— Start of Material for the task —

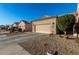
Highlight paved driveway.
[0,32,45,55]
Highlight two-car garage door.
[36,24,51,33]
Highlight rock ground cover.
[19,35,79,55]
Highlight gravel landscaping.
[19,35,79,55]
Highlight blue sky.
[0,3,77,25]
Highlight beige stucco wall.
[32,18,56,34]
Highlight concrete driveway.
[0,32,45,55]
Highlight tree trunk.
[64,31,68,38]
[77,33,78,38]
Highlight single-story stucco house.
[32,16,57,34]
[32,4,79,34]
[18,20,32,31]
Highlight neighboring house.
[18,20,32,31]
[12,22,19,27]
[32,16,57,34]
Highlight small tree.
[57,14,75,35]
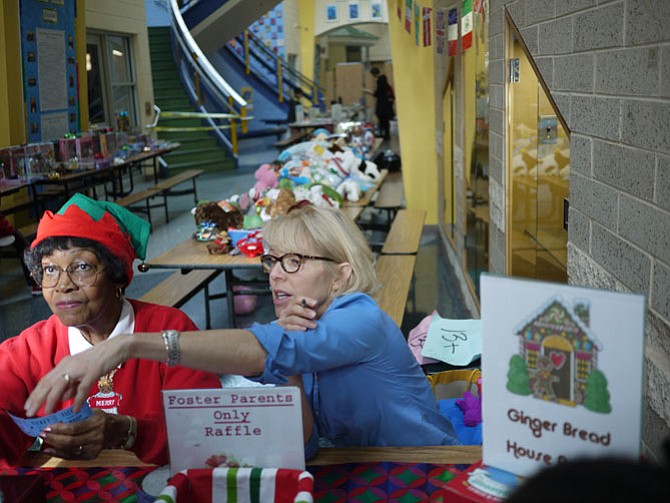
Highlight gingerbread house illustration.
[514,297,601,406]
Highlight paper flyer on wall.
[162,386,305,475]
[481,274,645,476]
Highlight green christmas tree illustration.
[507,355,531,396]
[584,370,612,414]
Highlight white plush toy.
[337,178,361,202]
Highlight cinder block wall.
[489,0,670,459]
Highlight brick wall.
[489,0,670,458]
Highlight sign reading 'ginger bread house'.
[481,275,644,476]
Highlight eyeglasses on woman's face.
[261,253,335,274]
[32,261,104,288]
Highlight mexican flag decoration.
[421,7,433,47]
[447,9,458,56]
[461,0,473,50]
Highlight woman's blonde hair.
[263,205,379,295]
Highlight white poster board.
[162,386,305,475]
[481,274,645,476]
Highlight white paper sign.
[421,314,482,366]
[163,386,305,474]
[481,274,645,476]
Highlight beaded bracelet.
[121,416,137,450]
[162,330,181,367]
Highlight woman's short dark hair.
[23,236,129,286]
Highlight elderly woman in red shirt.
[0,194,220,466]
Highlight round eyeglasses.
[261,253,336,274]
[32,262,104,288]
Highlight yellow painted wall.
[387,0,438,225]
[0,1,26,147]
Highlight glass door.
[507,19,570,282]
[442,59,456,243]
[462,2,490,298]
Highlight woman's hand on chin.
[277,297,316,332]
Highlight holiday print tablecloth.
[0,462,467,503]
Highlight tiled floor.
[0,137,470,341]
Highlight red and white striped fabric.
[156,468,314,503]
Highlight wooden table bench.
[20,445,482,468]
[275,130,309,150]
[382,209,426,255]
[139,269,222,329]
[114,169,205,224]
[375,255,416,327]
[374,172,403,223]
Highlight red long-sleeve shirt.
[0,300,221,467]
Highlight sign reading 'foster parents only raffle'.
[163,386,305,474]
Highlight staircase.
[148,27,235,175]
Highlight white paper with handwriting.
[421,314,482,367]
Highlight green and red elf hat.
[30,194,151,283]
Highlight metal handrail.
[228,30,325,105]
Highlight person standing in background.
[366,67,395,140]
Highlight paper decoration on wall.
[405,0,412,33]
[447,9,458,56]
[349,2,361,21]
[326,4,337,23]
[370,2,382,19]
[414,2,421,45]
[461,0,473,50]
[421,7,433,47]
[435,9,446,54]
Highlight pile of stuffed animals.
[193,124,380,257]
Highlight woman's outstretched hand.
[277,297,317,332]
[24,336,126,417]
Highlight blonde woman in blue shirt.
[26,205,459,457]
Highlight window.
[86,33,138,129]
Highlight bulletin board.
[20,0,79,143]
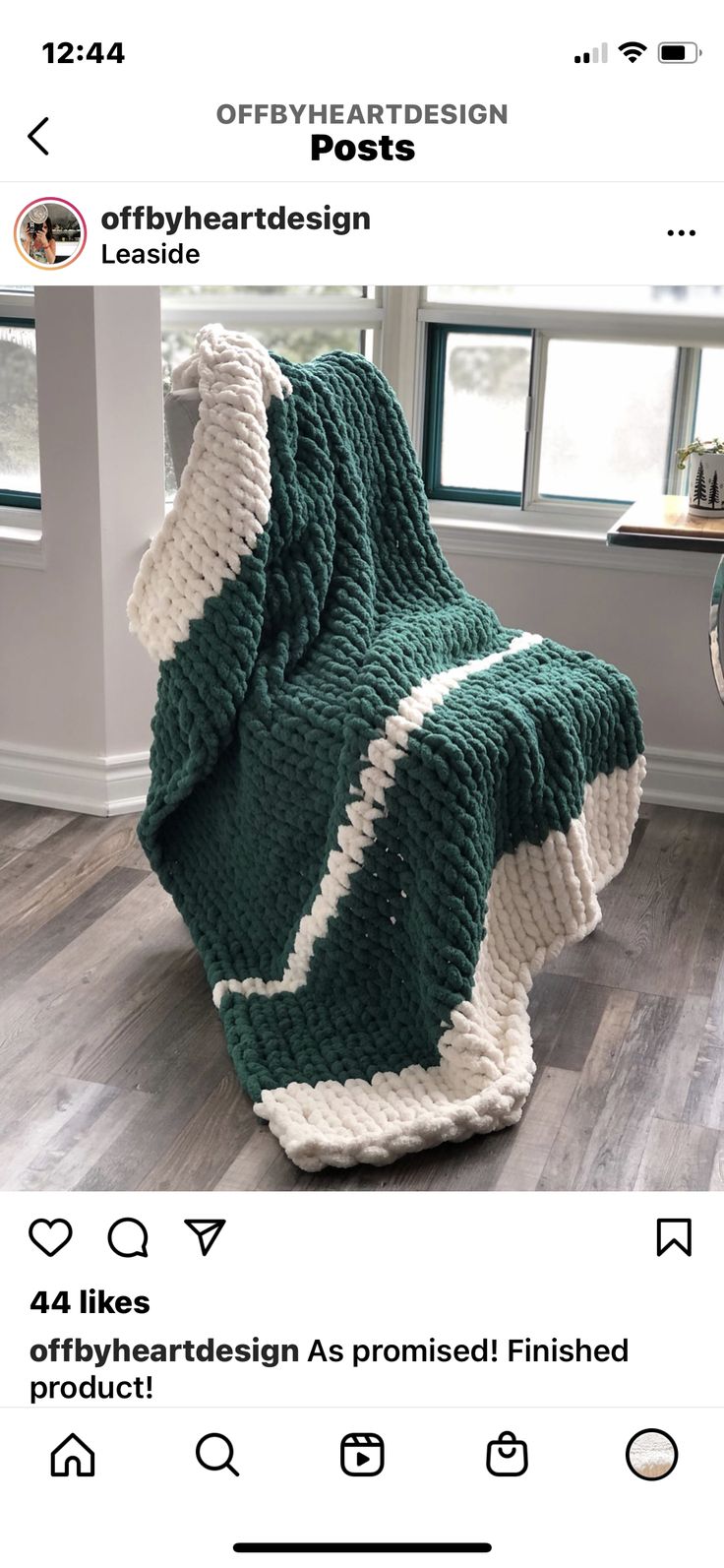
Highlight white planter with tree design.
[677,439,724,519]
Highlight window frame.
[417,299,724,537]
[0,288,42,514]
[422,322,534,508]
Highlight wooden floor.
[0,804,724,1192]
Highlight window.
[0,288,40,511]
[537,339,677,502]
[161,283,383,495]
[418,283,724,532]
[425,326,533,507]
[695,348,724,441]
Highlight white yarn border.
[254,757,645,1171]
[213,632,542,1007]
[127,325,291,660]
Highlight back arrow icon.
[29,114,48,157]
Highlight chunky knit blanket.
[129,326,644,1171]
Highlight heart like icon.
[29,1220,74,1258]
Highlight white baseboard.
[0,741,151,817]
[0,743,724,817]
[644,746,724,811]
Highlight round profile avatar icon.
[16,196,87,270]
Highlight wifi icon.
[619,44,645,66]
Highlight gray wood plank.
[553,807,724,996]
[539,991,641,1192]
[138,1065,257,1192]
[636,1116,719,1192]
[0,799,75,849]
[708,1135,724,1192]
[0,865,143,996]
[495,1068,578,1192]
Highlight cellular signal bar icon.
[573,44,608,66]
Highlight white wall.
[0,285,724,812]
[0,285,163,814]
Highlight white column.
[0,283,163,815]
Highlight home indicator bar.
[233,1541,492,1552]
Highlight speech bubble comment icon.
[108,1217,149,1258]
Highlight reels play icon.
[340,1431,384,1475]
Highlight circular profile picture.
[16,196,87,272]
[626,1427,679,1480]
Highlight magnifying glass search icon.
[196,1431,238,1478]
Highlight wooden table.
[607,495,724,703]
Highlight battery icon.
[658,44,700,66]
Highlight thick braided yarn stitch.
[129,326,644,1171]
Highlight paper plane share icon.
[183,1220,225,1258]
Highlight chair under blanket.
[129,326,644,1171]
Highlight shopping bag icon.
[486,1431,528,1475]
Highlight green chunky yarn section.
[129,328,644,1169]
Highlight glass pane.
[539,339,677,502]
[426,283,724,315]
[161,322,358,495]
[694,348,724,441]
[441,333,531,494]
[0,325,40,495]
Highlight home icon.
[50,1431,95,1475]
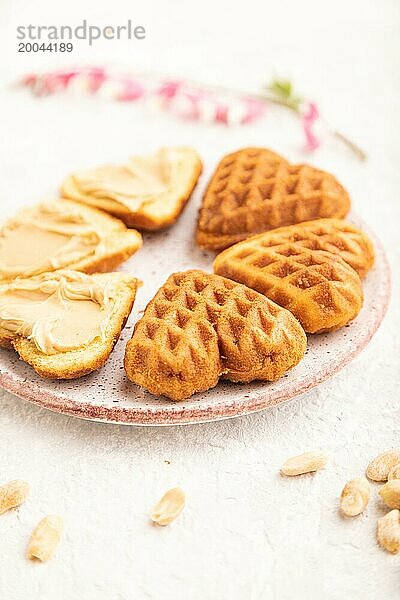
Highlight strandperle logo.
[17,19,146,46]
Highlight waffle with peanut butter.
[196,148,350,250]
[214,225,364,333]
[125,270,307,400]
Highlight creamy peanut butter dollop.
[0,200,108,279]
[0,270,115,354]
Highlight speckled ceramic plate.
[0,204,390,425]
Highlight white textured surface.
[0,0,400,600]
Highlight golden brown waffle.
[125,271,307,400]
[197,148,350,250]
[214,229,363,333]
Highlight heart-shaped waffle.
[196,148,350,250]
[125,271,307,400]
[214,225,364,333]
[222,219,375,277]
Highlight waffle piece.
[214,231,363,333]
[0,200,142,282]
[0,270,141,379]
[61,147,202,231]
[125,271,307,400]
[196,148,350,250]
[223,219,375,277]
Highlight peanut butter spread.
[0,271,115,354]
[0,201,108,279]
[71,148,187,211]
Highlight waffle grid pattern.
[214,234,362,333]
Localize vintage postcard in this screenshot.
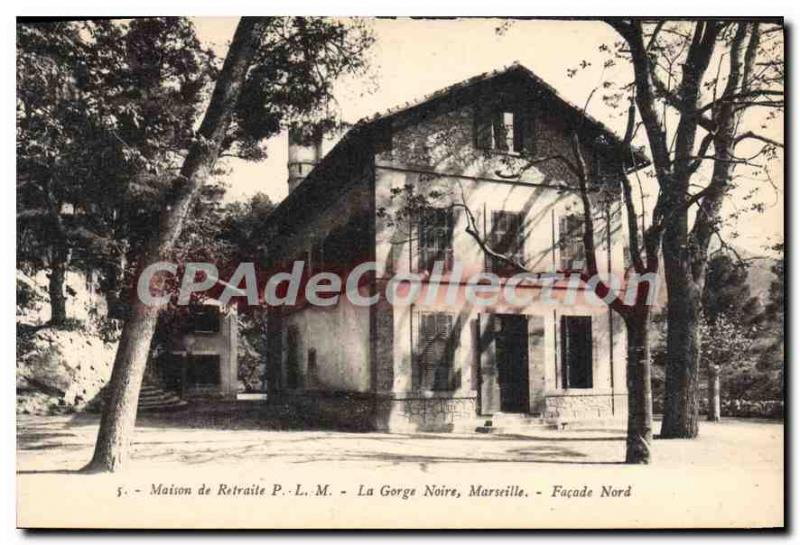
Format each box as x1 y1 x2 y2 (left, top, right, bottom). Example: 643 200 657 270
16 17 786 529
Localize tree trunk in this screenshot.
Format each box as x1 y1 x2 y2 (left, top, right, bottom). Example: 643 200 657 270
661 246 700 439
625 309 653 464
48 247 69 327
708 365 722 422
85 17 266 471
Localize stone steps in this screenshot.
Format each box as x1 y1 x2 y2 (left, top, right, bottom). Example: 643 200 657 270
139 384 189 412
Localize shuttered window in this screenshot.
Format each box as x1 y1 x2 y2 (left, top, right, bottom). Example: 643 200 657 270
561 316 592 388
475 105 535 155
489 210 525 276
286 326 300 390
558 214 586 271
412 312 459 391
417 208 454 272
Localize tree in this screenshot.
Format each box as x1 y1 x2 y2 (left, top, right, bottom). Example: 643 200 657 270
87 18 372 471
700 253 762 422
608 20 783 438
17 17 215 326
757 243 786 398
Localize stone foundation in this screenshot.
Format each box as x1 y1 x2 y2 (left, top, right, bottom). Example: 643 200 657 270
269 391 476 433
379 395 477 433
544 393 628 425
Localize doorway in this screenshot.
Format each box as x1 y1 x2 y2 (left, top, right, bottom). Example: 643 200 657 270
495 314 530 413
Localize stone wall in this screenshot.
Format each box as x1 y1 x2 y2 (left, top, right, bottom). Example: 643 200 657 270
377 394 477 433
544 393 628 424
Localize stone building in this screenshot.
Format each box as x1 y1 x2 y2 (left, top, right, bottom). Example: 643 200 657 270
266 64 647 431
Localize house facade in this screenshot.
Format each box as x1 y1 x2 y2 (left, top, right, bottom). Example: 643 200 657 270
266 65 646 431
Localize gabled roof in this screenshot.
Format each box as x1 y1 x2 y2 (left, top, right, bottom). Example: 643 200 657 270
351 61 650 170
269 62 650 243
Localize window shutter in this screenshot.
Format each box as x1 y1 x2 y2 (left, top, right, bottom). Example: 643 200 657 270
475 102 492 149
519 107 536 157
514 109 527 153
490 110 508 151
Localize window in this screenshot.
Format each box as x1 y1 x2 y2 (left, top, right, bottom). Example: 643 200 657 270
412 312 459 391
306 348 317 387
561 316 592 388
186 354 219 392
559 214 586 271
417 208 453 272
475 106 535 155
489 210 525 276
191 305 220 333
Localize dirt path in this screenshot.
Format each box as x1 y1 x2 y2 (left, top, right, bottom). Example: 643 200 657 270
17 416 783 527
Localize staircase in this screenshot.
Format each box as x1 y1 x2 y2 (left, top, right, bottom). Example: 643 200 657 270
475 413 556 433
139 383 188 412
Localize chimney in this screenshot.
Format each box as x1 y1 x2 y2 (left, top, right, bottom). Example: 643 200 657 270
287 129 322 193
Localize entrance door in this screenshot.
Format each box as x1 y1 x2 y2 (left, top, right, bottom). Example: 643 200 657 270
495 314 529 413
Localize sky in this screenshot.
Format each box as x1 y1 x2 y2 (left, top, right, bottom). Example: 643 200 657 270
194 18 783 254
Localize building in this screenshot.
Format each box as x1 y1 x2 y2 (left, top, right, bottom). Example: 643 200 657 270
266 64 647 431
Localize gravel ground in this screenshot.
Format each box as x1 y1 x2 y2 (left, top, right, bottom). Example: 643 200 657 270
17 415 784 528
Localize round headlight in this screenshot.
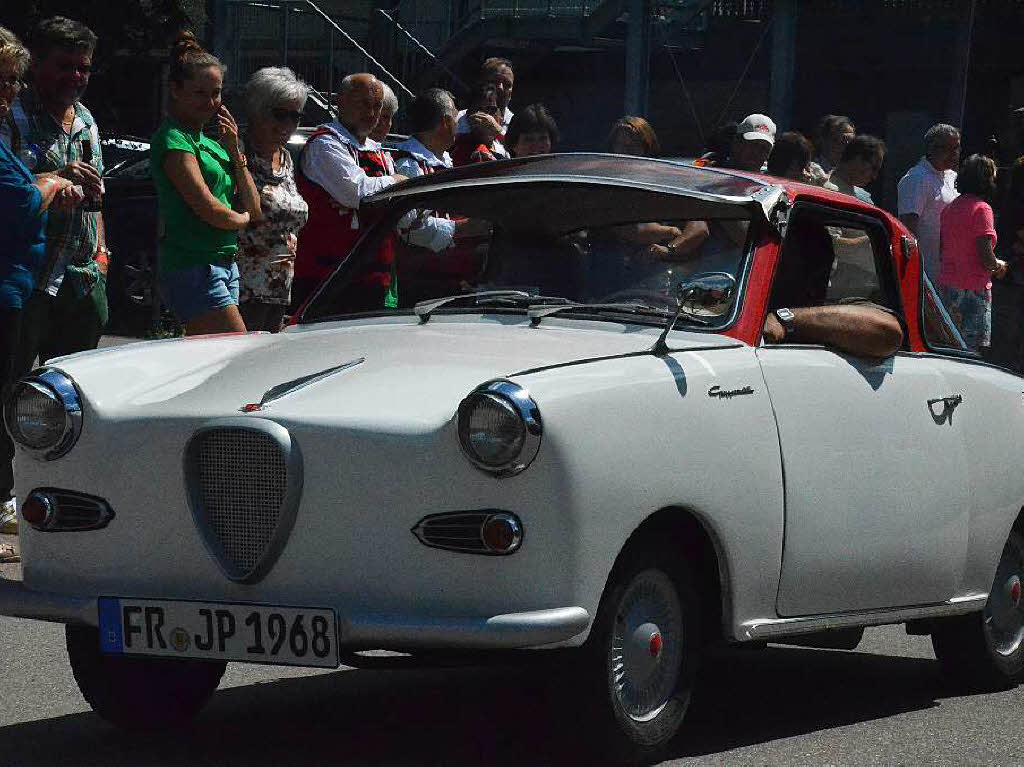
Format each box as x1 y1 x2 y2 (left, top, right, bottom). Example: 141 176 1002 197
459 381 542 476
4 370 82 461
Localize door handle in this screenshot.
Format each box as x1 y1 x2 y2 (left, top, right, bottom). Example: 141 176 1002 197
928 394 964 416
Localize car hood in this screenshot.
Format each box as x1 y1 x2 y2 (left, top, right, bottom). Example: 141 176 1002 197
51 315 738 428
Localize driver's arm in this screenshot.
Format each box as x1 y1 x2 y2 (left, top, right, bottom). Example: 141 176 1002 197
764 304 903 358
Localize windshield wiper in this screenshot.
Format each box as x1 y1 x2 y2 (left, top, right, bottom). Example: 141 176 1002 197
527 301 711 326
413 290 570 323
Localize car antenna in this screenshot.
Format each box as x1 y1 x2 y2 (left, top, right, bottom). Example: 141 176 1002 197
650 283 686 356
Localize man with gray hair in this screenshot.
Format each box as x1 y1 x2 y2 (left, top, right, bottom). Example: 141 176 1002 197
4 16 110 389
394 88 489 302
370 82 398 146
896 123 961 281
292 72 406 307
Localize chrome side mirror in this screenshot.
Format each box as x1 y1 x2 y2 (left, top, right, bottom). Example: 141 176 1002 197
650 271 736 354
676 271 736 322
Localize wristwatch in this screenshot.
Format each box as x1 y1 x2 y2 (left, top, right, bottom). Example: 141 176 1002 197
772 306 797 338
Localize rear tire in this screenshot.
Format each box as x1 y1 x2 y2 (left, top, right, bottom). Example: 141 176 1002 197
932 529 1024 689
65 626 227 731
578 544 701 764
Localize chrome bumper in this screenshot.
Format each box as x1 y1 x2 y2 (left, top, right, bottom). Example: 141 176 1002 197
0 578 99 627
0 579 590 649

— End of Material for the task —

**Your task**. Arrange the lines of the material as a JSON list of strings, one string per line and with blank lines left out. Start at the line containing "Highlight back arrow icon." and end at the line containing "[340,1431,384,1475]", including both.

**The answer**.
[
  "Highlight back arrow icon.",
  "[29,114,48,157]",
  "Highlight chunky knit blanket.",
  "[129,326,644,1171]",
  "Highlight heart like icon.",
  "[29,1220,74,1258]",
  "Highlight white baseboard.",
  "[0,741,151,817]",
  "[0,743,724,817]",
  "[644,746,724,811]",
  "Highlight round profile avatar icon.",
  "[16,196,87,270]",
  "Highlight wifi icon.",
  "[619,44,645,66]",
  "Highlight gray wood plank.",
  "[553,807,724,996]",
  "[539,991,641,1192]",
  "[138,1065,257,1192]",
  "[636,1116,719,1192]",
  "[0,799,75,849]",
  "[708,1135,724,1192]",
  "[0,865,143,996]",
  "[495,1068,578,1192]",
  "Highlight cellular signal bar icon.",
  "[573,44,608,66]",
  "Highlight white wall.",
  "[0,285,724,812]",
  "[0,285,163,814]",
  "Highlight white column.",
  "[0,283,163,815]",
  "Highlight home indicator bar.",
  "[233,1541,492,1552]",
  "Highlight speech bubble comment icon.",
  "[108,1217,149,1258]",
  "Highlight reels play icon.",
  "[340,1431,384,1475]"
]